Location identification entries

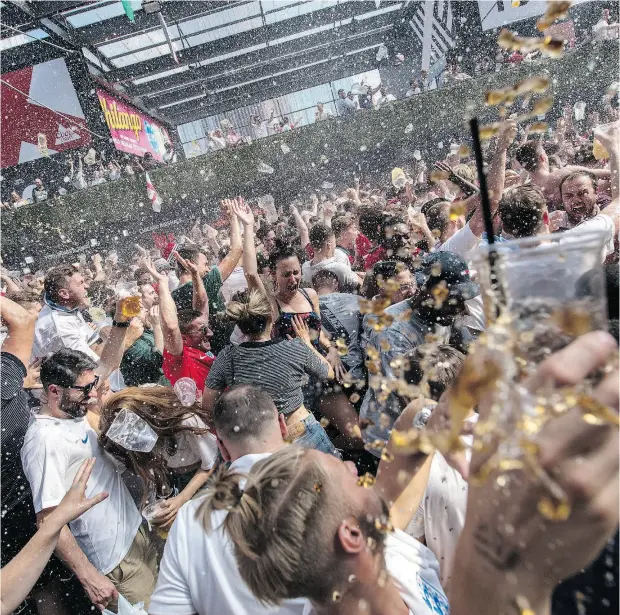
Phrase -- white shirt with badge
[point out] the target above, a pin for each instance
(52, 453)
(57, 329)
(415, 572)
(198, 573)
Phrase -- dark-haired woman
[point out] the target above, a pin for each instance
(279, 364)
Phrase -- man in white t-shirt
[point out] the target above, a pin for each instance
(106, 548)
(60, 323)
(332, 535)
(198, 573)
(326, 256)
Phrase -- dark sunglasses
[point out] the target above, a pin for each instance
(87, 388)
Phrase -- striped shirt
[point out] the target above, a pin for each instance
(279, 367)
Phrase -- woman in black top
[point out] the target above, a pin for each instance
(280, 367)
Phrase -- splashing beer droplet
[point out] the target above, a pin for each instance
(554, 511)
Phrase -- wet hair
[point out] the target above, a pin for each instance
(521, 210)
(186, 318)
(341, 223)
(160, 408)
(527, 155)
(584, 154)
(466, 172)
(139, 272)
(438, 364)
(370, 219)
(378, 274)
(24, 297)
(251, 311)
(424, 209)
(324, 277)
(189, 254)
(64, 367)
(290, 492)
(56, 279)
(576, 175)
(320, 234)
(223, 253)
(244, 412)
(281, 251)
(438, 217)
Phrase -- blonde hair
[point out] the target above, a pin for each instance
(466, 172)
(251, 310)
(161, 409)
(282, 524)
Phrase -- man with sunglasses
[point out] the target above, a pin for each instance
(107, 548)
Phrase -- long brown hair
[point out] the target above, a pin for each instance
(161, 409)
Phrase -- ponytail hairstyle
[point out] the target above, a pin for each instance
(161, 409)
(251, 311)
(282, 524)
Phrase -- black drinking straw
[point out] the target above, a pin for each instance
(482, 179)
(486, 209)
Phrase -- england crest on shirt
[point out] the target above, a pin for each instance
(435, 600)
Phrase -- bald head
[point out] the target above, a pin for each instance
(245, 418)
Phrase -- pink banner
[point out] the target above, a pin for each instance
(132, 131)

- [Work to complete] Rewrite all the rows above as a two-column CSV with the headers "request" and "answer", one line per phrase: the phrase with its instruction in the first field and all of its points in the second. Put each field in quotes, turn line breaks into spaces, and leave the pictures out.

- [Task output]
request,answer
"Phrase -- white shirt with badge [point out] the target above, a pin for each instance","(52, 453) (57, 329) (415, 572) (198, 573)"
"Phrase -- dark-haired woman [point out] the target above, a pin for each instance","(279, 364)"
"Phrase -- man in white t-shirt [point out] the target above, a pin for each instance","(106, 548) (60, 323) (332, 535) (198, 573) (326, 256)"
"Phrase -- dark sunglasses [point out] the target above, a pin for each instance","(87, 388)"
"Phrase -- striped shirt [point out] the target above, a pin for each instance","(279, 367)"
"Phrase -- woman in black top [point out] the target above, a pin for each instance","(280, 367)"
"Phrase -- splashing beer droplet [point out] the target above, a pin for each instance","(554, 511)"
"Phrase -- wet hair [point out] the target above, a pin for each instance","(521, 210) (186, 318) (341, 223) (160, 408) (527, 155) (584, 154) (466, 172) (139, 272) (438, 364) (370, 219) (378, 274) (24, 297) (251, 311) (424, 209) (324, 277) (189, 254) (64, 367) (290, 492) (56, 279) (576, 175) (320, 234) (223, 253) (244, 412) (281, 251) (438, 217)"
"Phrase -- blonde hair [point out] the target above, a pin for each instance","(466, 172) (251, 310) (161, 409) (282, 524)"
"Phrase -- man with sunglasses [point out] the target above, a pin for each instance","(107, 548)"
"Phrase -- long brown hair [point out] the target above, a pin for each instance","(161, 409)"
"Phrase -- ponytail hairstyle [point out] the target above, a pin for each instance","(161, 409) (251, 311) (282, 524)"
"Phrase -- black drinking straw [point out] the target above, a pin for each instance","(482, 179) (486, 209)"
"Phrase -- england crest on shirt [point out] the target above, a pin for each instance","(435, 600)"
"Phrase -- bald head [point out] the target above, a pin for each instance","(245, 418)"
"Phrase -- pink banner [point out] the target above, a pin for each instance","(132, 131)"